Point-per-instance localization data
::::::
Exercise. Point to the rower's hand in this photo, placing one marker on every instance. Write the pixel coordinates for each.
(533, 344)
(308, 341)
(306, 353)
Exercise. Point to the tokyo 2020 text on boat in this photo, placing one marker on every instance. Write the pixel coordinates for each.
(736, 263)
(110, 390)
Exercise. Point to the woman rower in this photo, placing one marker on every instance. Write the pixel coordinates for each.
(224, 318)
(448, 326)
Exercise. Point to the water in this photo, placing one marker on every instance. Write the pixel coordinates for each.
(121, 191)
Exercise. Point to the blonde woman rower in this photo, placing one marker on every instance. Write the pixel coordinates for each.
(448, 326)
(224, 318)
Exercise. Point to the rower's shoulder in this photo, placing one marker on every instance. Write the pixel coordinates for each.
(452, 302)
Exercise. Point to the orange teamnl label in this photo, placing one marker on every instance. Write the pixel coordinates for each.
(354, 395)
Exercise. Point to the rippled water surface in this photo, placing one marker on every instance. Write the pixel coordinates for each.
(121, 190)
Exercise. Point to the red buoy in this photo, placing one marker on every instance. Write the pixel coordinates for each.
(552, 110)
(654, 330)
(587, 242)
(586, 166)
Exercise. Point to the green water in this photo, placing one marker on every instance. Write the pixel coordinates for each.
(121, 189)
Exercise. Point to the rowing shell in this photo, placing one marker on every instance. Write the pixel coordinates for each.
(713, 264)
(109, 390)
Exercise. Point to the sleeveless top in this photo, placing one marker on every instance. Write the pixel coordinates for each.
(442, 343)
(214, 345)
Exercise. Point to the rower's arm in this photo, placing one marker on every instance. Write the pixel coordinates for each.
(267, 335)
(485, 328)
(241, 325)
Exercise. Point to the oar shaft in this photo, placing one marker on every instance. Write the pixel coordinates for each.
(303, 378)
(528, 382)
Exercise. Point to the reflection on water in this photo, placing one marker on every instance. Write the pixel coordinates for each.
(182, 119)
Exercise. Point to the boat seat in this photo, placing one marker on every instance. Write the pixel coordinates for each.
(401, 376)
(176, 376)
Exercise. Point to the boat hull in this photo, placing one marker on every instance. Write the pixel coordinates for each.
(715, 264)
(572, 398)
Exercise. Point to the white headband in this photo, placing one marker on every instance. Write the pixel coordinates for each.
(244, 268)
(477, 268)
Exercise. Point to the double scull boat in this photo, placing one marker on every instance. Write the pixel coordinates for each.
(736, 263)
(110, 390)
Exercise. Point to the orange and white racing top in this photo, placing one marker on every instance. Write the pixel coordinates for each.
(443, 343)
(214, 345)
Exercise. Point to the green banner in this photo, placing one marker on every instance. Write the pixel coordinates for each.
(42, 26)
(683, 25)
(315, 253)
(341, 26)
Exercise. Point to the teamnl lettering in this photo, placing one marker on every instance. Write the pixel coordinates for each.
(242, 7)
::::::
• Work request
All records shown above are to be given again verbatim.

• Response to this task
Exercise. Point to the rower's hand in this photo, placing one marker on every instance. Write the pixel coordinates for each.
(533, 344)
(308, 341)
(306, 353)
Exercise. Point to the tokyo 2020 text on boat in this photo, placing one marker on every instance. Write the pixel coordinates for each.
(736, 263)
(110, 390)
Exercise. Point to the woman rower in this photo, placing one marker on every instance. Write the pixel coordinates for each.
(224, 318)
(448, 326)
Exercise. Point to the water in this photo, placing one marker on every instance. Write the pixel coordinates for each.
(121, 191)
Exercise. Point to the blonde woman rower in this photo, placing one marker on every instance. Write the pixel coordinates for each.
(448, 326)
(224, 318)
Exercise. Point to the rower's shoulder in this photo, placing one marker on every instance. Write the pixel coordinates for each.
(452, 302)
Exercise. Point to the orange teamnl label in this photo, placing one marker on every instance. Write the pixel coordinates for each.
(354, 395)
Exercise. Point to the rippled water surface in this photo, placing one marker on every instance. Write the pixel coordinates for each.
(121, 190)
Exercise. Point to the red buoy in this photo, placing one marker on every instance. Write the pixel coordinates for each.
(552, 110)
(654, 330)
(587, 242)
(586, 166)
Exercise. Point to the green water in this photo, placing one marker on every instance. Write the pixel coordinates for each.
(121, 189)
Exercise. Point to the rowing shell in this photo, placing one marker on every instance. Write the pixel coordinates for each.
(713, 264)
(109, 390)
Exercise. Point to the sleeveless top in this photo, placing one marker on every instance. Write the pixel coordinates for each.
(442, 343)
(214, 345)
Exercise. Point to the rower's arm in this photo, placing one marker on every instance. Write the pixel coordinates for each.
(267, 335)
(485, 328)
(241, 325)
Exercise. Point to the oar shaft in this photo, placing one marker on every instance. Write the pixel coordinates for each.
(303, 378)
(528, 382)
Exercise. Point to the reflection on water in this photo, placing one marker on every instance. Write the pixel coordinates for each.
(182, 119)
Exercise. Point to the boat seat in this photo, placing one marker on every instance. Write the pixel coordinates for each.
(401, 376)
(176, 376)
Exercise. Point to the boat hull in this photo, placing one marker on every instance. Write the pixel coordinates for each.
(715, 264)
(572, 398)
Exercise. Point to the white headband in this photo, placing one marker on every instance. Write the pixel coordinates for each.
(244, 268)
(477, 268)
Exercise. Point to the double scull boat in this photo, placing one marker on every instance. Write the pixel coordinates for each.
(736, 263)
(110, 390)
Exercise. Point to the orange and white racing top in this photo, placing one marker on every instance. Write the pixel coordinates for each.
(443, 343)
(214, 345)
Exercise. Point to the green banner in this photo, placing one marker on every instance. Write the pixel coordinates for each.
(42, 26)
(683, 25)
(315, 253)
(341, 26)
Exercise. Point to the teamnl lettering in this photo, placing one marker on every instance. Write the pixel coordinates for each.
(242, 7)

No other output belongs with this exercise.